- [WHAT NEEDS TO BE DONE]:
Please return the lines below verbatim, beginning at the one that has "Query: gray blazer" and stopping after the one that has "the man with eyeglasses", and add no other lines.

---- TASK DATA

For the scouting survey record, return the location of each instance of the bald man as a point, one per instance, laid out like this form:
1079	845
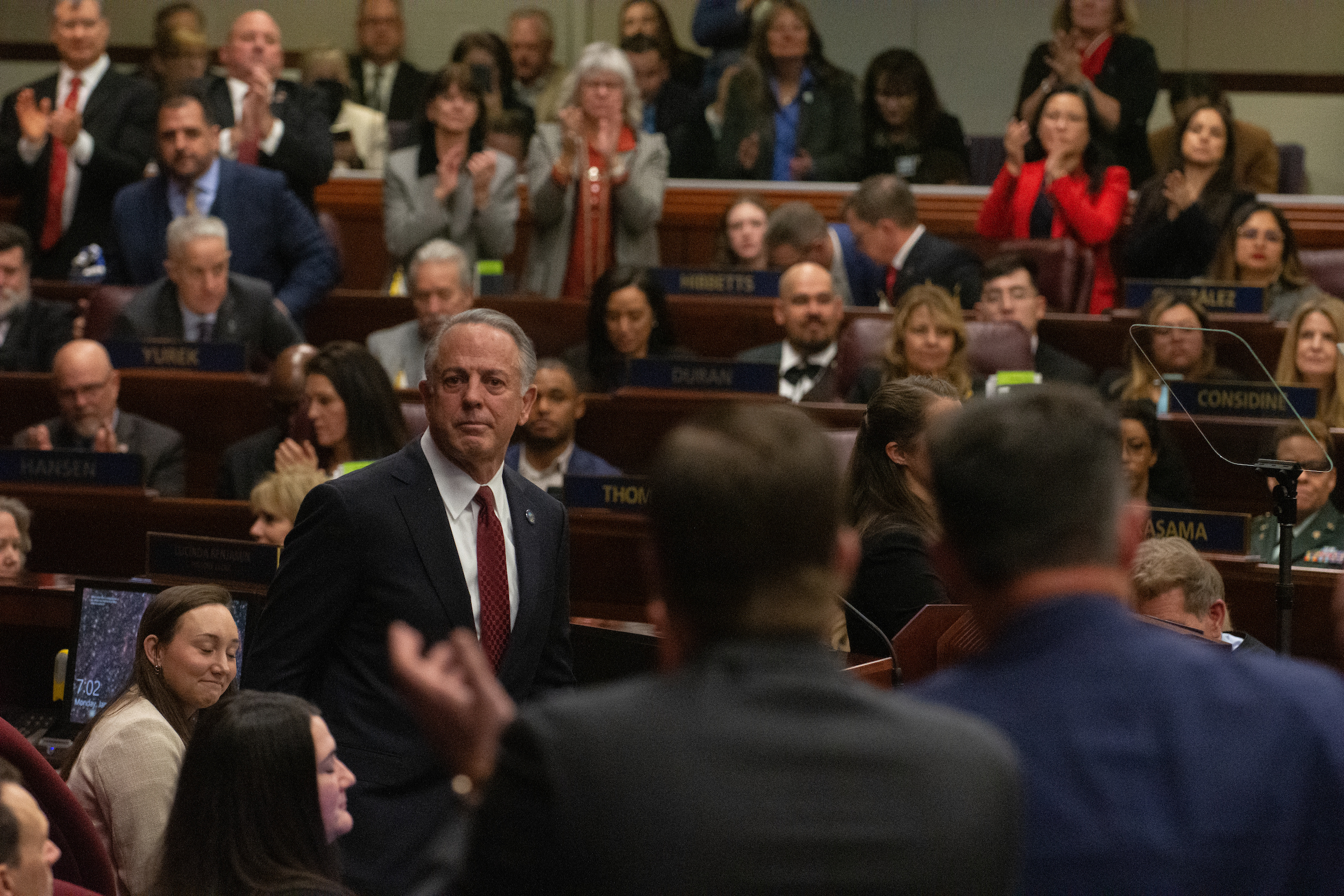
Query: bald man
267	122
811	314
86	390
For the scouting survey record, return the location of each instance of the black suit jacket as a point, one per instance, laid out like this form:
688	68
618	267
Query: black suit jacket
37	332
304	153
248	316
120	117
408	99
367	548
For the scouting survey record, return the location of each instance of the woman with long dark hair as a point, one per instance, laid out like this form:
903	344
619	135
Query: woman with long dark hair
905	128
1072	193
889	500
123	767
260	804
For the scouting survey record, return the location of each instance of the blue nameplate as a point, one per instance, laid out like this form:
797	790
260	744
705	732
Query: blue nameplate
200	558
71	468
1211	297
218	358
720	376
680	281
1205	530
626	493
1241	399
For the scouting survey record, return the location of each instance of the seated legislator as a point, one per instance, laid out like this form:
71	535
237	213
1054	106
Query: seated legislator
123	767
1309	355
1009	293
31	329
86	390
886	226
274	238
1175	585
1319	534
1152	762
628	318
811	315
440	278
888	501
1258	249
791	115
928	339
202	301
797	233
451	186
595	180
752	752
548	452
268	122
1183	210
1073	193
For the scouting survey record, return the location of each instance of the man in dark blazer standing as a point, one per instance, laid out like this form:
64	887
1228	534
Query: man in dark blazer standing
442	536
66	148
269	123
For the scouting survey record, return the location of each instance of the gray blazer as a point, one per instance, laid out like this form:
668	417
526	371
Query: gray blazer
637	202
412	217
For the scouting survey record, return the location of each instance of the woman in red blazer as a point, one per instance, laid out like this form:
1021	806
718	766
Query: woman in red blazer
1070	193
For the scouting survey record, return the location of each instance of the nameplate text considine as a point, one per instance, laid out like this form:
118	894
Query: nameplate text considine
1242	399
1210	296
716	376
216	358
71	466
1206	531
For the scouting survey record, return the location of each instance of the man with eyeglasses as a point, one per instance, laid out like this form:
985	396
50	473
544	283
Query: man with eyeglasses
1009	293
86	390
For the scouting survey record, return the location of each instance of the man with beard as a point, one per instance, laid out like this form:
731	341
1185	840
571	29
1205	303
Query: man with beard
811	314
31	329
86	390
548	453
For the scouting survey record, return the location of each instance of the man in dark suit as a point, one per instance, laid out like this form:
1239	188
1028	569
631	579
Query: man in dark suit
273	237
200	301
441	535
86	390
269	123
31	329
811	315
1154	762
380	77
754	763
71	142
1009	293
886	223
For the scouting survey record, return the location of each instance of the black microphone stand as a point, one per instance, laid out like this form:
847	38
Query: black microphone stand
1285	510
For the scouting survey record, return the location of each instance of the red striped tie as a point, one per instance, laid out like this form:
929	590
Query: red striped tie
491	578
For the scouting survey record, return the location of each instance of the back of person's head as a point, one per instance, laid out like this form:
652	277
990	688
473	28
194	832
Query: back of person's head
246	817
375	426
1029	481
745	512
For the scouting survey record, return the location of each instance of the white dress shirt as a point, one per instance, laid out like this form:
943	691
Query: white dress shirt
81	151
459	493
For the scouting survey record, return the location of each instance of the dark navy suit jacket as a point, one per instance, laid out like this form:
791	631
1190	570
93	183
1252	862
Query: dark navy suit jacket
1155	763
270	234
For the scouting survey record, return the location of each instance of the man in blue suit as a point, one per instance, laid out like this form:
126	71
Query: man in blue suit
273	237
548	453
1152	762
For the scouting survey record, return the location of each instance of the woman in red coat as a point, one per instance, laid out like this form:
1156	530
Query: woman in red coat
1072	193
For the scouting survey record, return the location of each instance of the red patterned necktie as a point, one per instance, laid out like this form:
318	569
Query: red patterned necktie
491	578
52	225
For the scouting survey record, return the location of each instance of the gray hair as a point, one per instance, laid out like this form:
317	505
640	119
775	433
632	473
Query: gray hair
190	227
603	57
440	250
489	318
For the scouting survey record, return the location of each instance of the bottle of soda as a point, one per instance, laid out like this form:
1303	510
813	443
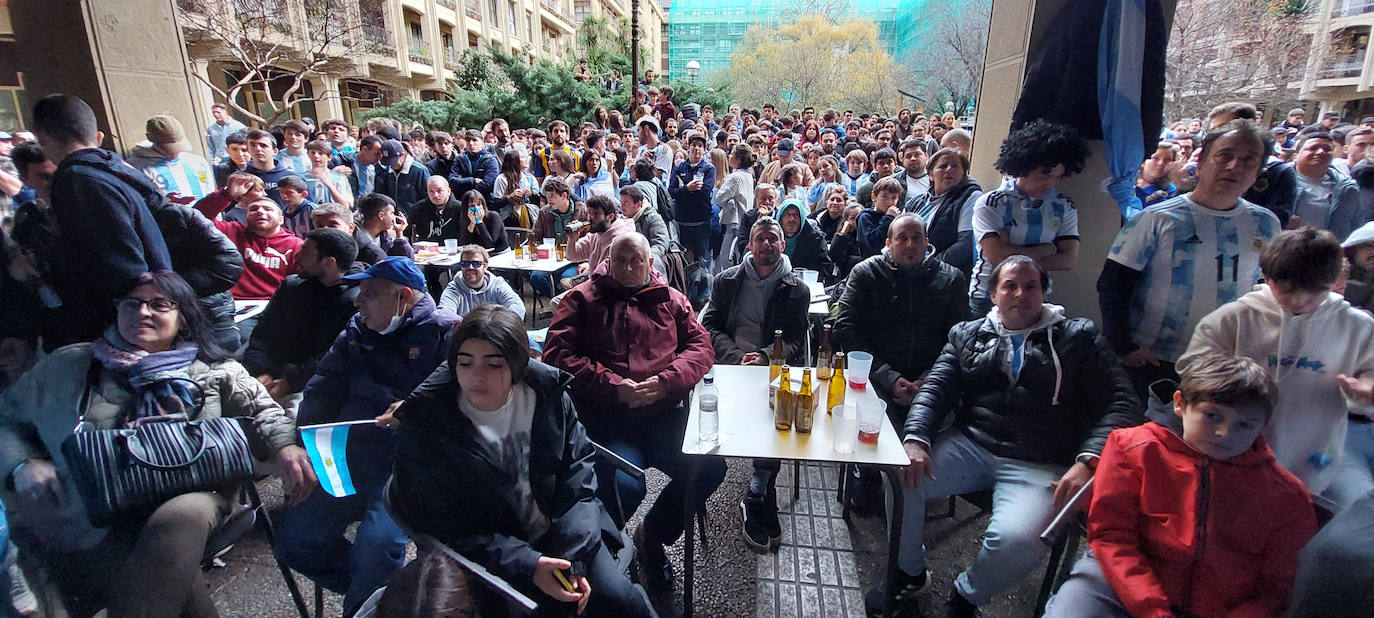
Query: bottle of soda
805	404
708	408
837	383
786	407
776	357
823	365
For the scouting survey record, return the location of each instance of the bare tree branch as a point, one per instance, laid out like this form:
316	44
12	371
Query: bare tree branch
265	44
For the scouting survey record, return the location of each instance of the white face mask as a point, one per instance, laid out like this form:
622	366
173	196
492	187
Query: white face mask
397	319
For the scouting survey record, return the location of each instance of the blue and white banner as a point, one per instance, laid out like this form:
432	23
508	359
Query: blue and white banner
1120	65
327	447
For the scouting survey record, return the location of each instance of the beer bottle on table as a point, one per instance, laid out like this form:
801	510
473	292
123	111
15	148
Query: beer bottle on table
776	357
805	404
837	383
786	407
823	367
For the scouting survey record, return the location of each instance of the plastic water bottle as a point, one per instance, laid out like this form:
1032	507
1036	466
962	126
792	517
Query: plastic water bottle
708	407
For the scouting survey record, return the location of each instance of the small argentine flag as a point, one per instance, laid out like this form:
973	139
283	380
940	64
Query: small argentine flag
327	445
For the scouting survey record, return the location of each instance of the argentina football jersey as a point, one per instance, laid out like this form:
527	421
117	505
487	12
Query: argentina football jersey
1191	260
1021	220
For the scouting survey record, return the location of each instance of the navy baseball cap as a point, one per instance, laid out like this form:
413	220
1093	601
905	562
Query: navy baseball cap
390	151
397	269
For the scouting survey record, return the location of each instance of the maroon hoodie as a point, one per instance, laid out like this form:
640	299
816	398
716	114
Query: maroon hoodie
602	333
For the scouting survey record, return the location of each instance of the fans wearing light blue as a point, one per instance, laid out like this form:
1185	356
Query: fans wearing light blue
1027	216
1182	258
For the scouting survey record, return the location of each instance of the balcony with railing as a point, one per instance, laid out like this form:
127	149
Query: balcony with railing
419	54
553	10
1344	8
1341	66
377	40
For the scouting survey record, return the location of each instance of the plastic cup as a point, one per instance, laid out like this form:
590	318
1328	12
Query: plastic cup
856	368
845	429
870	422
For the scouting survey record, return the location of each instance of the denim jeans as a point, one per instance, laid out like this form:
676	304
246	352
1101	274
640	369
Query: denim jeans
1021	508
653	444
309	539
1352	477
1086	592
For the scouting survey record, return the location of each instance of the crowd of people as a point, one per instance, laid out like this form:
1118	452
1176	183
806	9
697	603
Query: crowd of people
1222	409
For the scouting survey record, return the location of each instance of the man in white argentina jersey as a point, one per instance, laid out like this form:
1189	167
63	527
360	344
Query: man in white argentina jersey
165	158
1027	216
293	155
1182	258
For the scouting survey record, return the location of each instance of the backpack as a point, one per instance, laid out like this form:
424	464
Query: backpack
686	276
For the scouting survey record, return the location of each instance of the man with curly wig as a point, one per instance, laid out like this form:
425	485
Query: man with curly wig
1027	216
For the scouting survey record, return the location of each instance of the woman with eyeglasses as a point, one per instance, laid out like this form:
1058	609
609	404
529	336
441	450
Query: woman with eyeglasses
157	360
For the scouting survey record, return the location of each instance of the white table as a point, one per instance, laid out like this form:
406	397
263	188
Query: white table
507	262
746	430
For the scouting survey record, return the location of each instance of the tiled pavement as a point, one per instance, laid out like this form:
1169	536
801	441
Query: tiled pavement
815	571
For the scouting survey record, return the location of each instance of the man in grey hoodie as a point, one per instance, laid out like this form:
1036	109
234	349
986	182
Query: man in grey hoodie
749	304
477	286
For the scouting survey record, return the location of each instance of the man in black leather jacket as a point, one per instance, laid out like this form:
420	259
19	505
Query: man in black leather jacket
1032	393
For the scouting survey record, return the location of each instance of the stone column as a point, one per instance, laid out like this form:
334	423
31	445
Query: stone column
1016	30
127	59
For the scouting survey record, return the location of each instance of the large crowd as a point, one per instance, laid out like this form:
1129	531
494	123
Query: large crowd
1222	409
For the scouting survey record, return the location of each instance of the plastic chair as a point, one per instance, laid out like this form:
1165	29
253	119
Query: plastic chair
1064	534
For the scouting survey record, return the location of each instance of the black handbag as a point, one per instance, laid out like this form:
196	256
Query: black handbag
135	470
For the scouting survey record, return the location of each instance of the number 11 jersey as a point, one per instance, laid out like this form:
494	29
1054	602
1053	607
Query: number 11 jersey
1191	260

--------

- [SOLUTION TO THIS PROBLEM]:
Query: gray blazer
637	202
412	217
For the scouting survey record, return the location of each instance of the woman in red blazer as a point, one per instance, laid out like this form:
1021	806
718	766
Query: woman in red blazer
1070	193
For the scouting survey record, return the location of each instance of the nameplate text considine as a point, one per instance, laid out like this form:
118	894
Query: nameplate text considine
1242	399
1210	296
716	376
216	358
71	466
1206	531
For the scouting survey record, return the location of each instance of the man with eyeglasses as a point, one per instance, laid out like this form:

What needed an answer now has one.